→ Exercise description:
Can all of these lines be returned exactly?

→ Dataset entries:
__________________________________________________
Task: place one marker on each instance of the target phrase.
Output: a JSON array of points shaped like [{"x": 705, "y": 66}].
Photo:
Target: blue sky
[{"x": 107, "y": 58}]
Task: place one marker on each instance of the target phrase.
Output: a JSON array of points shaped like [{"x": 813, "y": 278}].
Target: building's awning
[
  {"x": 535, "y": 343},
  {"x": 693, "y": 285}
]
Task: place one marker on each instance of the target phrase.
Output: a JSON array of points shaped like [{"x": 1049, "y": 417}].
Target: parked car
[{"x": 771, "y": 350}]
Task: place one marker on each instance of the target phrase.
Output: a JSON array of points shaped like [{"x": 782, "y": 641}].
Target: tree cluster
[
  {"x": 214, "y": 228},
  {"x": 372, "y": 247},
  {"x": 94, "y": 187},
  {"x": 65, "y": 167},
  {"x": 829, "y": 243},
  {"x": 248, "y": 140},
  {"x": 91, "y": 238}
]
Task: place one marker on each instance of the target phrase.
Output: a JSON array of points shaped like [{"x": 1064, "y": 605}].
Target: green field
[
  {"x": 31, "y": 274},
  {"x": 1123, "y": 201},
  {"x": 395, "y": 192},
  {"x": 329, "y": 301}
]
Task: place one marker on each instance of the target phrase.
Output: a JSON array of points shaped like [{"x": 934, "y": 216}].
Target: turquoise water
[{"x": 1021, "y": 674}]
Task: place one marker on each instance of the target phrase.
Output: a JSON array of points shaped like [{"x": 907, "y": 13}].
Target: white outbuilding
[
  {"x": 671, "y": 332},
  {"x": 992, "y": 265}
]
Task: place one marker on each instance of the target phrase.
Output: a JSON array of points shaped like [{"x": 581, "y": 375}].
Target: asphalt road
__________________________________________________
→ Result of the task:
Task: place one marker on each instance of the target phrase.
Output: a JSON array of points shaped like [{"x": 705, "y": 66}].
Photo:
Target: blue sky
[{"x": 107, "y": 58}]
Task: place one marker on each instance of the target phrase.
Output: a JSON array of points shaped like [{"x": 813, "y": 278}].
Target: building's awning
[
  {"x": 535, "y": 343},
  {"x": 693, "y": 285}
]
Task: place one marker on each instance of the target phrase.
Output: a JSON array of points shaped like [{"x": 1049, "y": 417}].
Target: parked car
[{"x": 771, "y": 350}]
Task: place one marker on each instance of the target phrase.
Output: a JSON array of points shaped like [{"x": 782, "y": 641}].
Target: tree cluster
[
  {"x": 214, "y": 228},
  {"x": 372, "y": 247},
  {"x": 94, "y": 187},
  {"x": 65, "y": 167},
  {"x": 829, "y": 243},
  {"x": 248, "y": 140},
  {"x": 91, "y": 238}
]
Task: place one marker on each instance of the target phrase.
Output: a JSON array of points shaped like [{"x": 1064, "y": 605}].
Target: green field
[
  {"x": 31, "y": 274},
  {"x": 1123, "y": 201},
  {"x": 395, "y": 192},
  {"x": 329, "y": 301}
]
Task: place one marker on each instance of the target phrase.
Output: a JSON array of points shaped like [{"x": 934, "y": 216}].
Target: turquoise water
[{"x": 1021, "y": 674}]
Task: place one marker on each instance of the target phrase.
Output: a JSON array of points shaped like [{"x": 907, "y": 13}].
Target: white outbuilding
[
  {"x": 671, "y": 332},
  {"x": 992, "y": 265}
]
Task: place one marker on each instance of the target phrase.
Output: a JSON array of points shaped like [{"x": 581, "y": 375}].
Target: asphalt road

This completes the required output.